━━━ Data shown ━━━

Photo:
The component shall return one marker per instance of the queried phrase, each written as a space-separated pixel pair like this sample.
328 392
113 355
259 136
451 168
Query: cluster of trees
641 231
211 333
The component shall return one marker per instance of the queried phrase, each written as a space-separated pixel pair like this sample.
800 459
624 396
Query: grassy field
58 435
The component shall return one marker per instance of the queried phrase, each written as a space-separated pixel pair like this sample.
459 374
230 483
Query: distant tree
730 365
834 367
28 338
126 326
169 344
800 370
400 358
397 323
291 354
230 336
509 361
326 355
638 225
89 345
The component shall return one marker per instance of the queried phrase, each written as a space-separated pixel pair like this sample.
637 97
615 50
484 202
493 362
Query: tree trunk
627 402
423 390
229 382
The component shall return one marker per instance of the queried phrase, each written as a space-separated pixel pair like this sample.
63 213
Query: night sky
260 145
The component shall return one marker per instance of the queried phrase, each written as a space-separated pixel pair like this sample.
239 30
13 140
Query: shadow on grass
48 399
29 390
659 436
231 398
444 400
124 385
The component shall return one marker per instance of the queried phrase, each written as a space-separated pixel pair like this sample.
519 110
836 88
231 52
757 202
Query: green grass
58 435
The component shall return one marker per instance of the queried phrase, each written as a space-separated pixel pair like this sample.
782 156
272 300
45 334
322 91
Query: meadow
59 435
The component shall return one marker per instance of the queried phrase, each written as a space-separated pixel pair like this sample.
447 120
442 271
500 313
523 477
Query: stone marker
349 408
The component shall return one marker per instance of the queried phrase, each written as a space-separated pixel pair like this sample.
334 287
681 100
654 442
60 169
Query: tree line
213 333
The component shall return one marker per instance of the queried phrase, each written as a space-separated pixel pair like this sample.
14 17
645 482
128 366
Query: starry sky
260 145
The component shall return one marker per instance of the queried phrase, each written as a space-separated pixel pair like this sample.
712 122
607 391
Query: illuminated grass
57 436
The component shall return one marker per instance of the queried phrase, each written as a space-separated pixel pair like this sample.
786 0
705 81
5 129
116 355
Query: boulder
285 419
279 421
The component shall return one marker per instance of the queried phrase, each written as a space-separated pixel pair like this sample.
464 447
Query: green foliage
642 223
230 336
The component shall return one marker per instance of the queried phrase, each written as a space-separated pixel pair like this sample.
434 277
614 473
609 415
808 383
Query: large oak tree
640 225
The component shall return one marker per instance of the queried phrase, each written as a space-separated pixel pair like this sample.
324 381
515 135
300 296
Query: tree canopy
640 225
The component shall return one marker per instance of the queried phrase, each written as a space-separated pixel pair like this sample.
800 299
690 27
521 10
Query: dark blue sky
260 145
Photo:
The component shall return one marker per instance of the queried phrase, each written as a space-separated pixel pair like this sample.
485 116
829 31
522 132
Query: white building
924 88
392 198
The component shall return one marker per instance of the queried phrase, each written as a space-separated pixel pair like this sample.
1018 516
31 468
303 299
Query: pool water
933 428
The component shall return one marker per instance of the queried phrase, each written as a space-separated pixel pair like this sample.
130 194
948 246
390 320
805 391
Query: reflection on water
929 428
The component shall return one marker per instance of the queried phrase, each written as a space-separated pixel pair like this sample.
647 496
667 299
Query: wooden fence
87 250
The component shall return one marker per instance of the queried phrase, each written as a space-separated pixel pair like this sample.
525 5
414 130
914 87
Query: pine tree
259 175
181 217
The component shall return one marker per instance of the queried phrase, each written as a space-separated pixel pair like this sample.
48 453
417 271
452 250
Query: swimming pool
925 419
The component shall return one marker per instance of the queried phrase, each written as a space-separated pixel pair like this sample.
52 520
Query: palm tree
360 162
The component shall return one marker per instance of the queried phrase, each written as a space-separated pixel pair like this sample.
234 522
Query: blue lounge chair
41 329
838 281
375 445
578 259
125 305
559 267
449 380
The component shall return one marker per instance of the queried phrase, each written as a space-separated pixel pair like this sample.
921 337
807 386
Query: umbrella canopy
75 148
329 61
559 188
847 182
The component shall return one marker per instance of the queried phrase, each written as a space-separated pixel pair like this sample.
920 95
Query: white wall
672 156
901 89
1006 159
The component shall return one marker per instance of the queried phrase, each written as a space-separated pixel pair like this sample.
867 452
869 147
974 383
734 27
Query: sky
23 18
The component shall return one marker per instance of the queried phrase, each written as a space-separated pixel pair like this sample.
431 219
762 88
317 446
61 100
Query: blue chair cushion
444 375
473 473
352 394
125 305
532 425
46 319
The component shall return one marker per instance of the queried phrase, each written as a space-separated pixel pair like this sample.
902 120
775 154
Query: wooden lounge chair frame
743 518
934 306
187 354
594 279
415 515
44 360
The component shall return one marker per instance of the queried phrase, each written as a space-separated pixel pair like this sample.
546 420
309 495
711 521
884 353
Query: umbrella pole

━━━

Set the whole listing down again, unchanged.

Photo:
The component shall return one marker per instance of the queried phrase, each written as a space-separated pixel pair like this sample.
328 392
113 355
259 136
451 168
Query: cluster of trees
641 231
211 333
The component shall return one marker per instance of the queried phrase, each written as a space-separated pixel pair like this sample.
800 459
624 396
Query: grassy field
58 435
The component shall return one marker per instance of the queried phrase, each written as a space-separated pixel pair like this sample.
459 374
230 483
Query: distant tree
730 365
834 367
28 338
126 326
169 344
800 370
400 358
397 323
291 354
230 336
509 361
326 355
638 225
89 345
The component shall return one marker per instance of the queried phrase, each written as a space-separated pixel pair like this sample.
637 97
615 50
484 202
493 362
Query: tree trunk
627 402
423 390
229 382
The component shall return one marker per instance of the queried phrase, each written as a space-separated pixel pair like this sample.
63 213
Query: night sky
260 145
The component shall return one marker per instance of the queried phrase, each written as a space-separated pixel pair like this sample.
239 30
13 140
Query: shadow on grass
48 399
29 390
659 436
231 398
444 400
124 385
The component shall return one marker per instance of the queried phrase, each written as a space-separated pixel pair like this sample.
519 110
836 88
231 52
757 202
Query: green grass
58 435
The component shall return one marker per instance of the queried phrase, each written as a space-separated pixel pair like this sample.
782 156
272 300
45 334
322 91
Query: meadow
59 435
The component shall return one marker per instance of the queried phrase, each written as a space-separated pixel pair like this sample.
447 120
442 271
500 313
523 477
Query: stone marker
349 408
The component shall return one marker per instance of the queried phrase, each written as a space-separated pixel pair like this sample.
334 287
681 100
654 442
60 169
Query: tree line
213 333
The component shall return one marker per instance of the queried phrase, each written as a space-separated pixel pair like this sample.
14 17
645 482
128 366
Query: starry sky
260 145
The component shall return one marker per instance of the queried phrase, each written as a space-separated pixel pair like this sample.
712 122
607 391
Query: illuminated grass
57 436
The component shall return one marker per instance of the queried phrase, each written as a space-separated pixel pair like this sample.
786 0
705 81
5 129
116 355
Query: boulder
285 419
279 421
The component shall return one marker per instance of the queried phrase, each written as a space-separated pixel pair like this sample.
464 447
Query: green foliage
642 223
230 336
The component shall return one marker per instance of the queried phrase, each written as a space-separated pixel pair like this sample.
434 277
614 473
609 415
808 383
Query: large oak tree
640 225
The component shall return one marker per instance of the queried phrase, each written as a space-separated pixel pair like this sample.
324 381
515 135
300 296
Query: tree canopy
640 225
The component shall return one marker per instance of the queried phrase, each written as a space-separated pixel pair like this sample.
800 299
690 27
521 10
Query: dark blue sky
260 145
Photo:
The component shall return one marker per instance of the queried phrase, each written as a space-separated pixel pair like this sample.
485 116
829 31
522 132
Query: white building
924 88
392 198
The component shall return one marker per instance of the queried phrase, each written as a space-separated pixel pair like this sample.
1018 516
31 468
303 299
Query: pool water
933 428
The component shall return one marker per instance of the queried phrase, each written as a space-separated pixel pair like this sample.
130 194
948 246
390 320
805 391
Query: reflection on water
929 428
The component shall return one marker per instance of the queried phrase, each written as a space-separated pixel pair like this sample.
647 496
667 299
Query: wooden fence
87 250
The component shall return one marker per instance of the queried phrase, each written as a space-separated pixel pair like this sample.
525 5
414 130
914 87
Query: pine tree
259 175
181 217
The component shall return one marker per instance of the queried phrase, each written as a space-separated pixel pair like this sample.
48 453
417 271
452 250
Query: swimming pool
925 419
The component shall return one marker per instance of the queried phrase, each written as a space-separated pixel pair like this sample.
52 520
Query: palm tree
360 162
The component shall return one marker per instance of the queried phrase, each written as a space-separated pixel pair like this sample.
234 522
Query: blue lounge chair
41 329
838 281
375 445
578 259
125 305
559 267
449 380
The component shall return one marker per instance of the queried phrase, each written as a space-separated pixel pair like this sample.
921 337
807 386
Query: umbrella canopy
75 148
329 61
559 188
847 182
The component shall return one marker per instance of the queried phrase, each written as a space-separated pixel pair like this sample.
920 95
Query: white wall
672 156
901 89
1006 159
The component shall return one marker per instance of the queried phrase, each written as a space-separated pixel pair like this sample.
867 452
869 147
974 383
734 27
Query: sky
23 18
The component shall return one marker per instance of the queried phrase, each written as a space-separated pixel pair like this sample.
431 219
762 88
317 446
61 100
Query: blue chair cushion
444 375
473 473
352 394
125 305
532 425
46 319
The component shall return one marker per instance of the queried phrase, each written as a space-separated pixel pair like this sample.
902 120
775 154
Query: wooden lounge chair frame
743 518
934 306
187 354
594 279
415 515
44 360
The component shall return one marker per instance of the queried phrase, each written as a space-separated pixel pair like this sample.
546 420
309 495
711 521
884 353
Query: umbrella pole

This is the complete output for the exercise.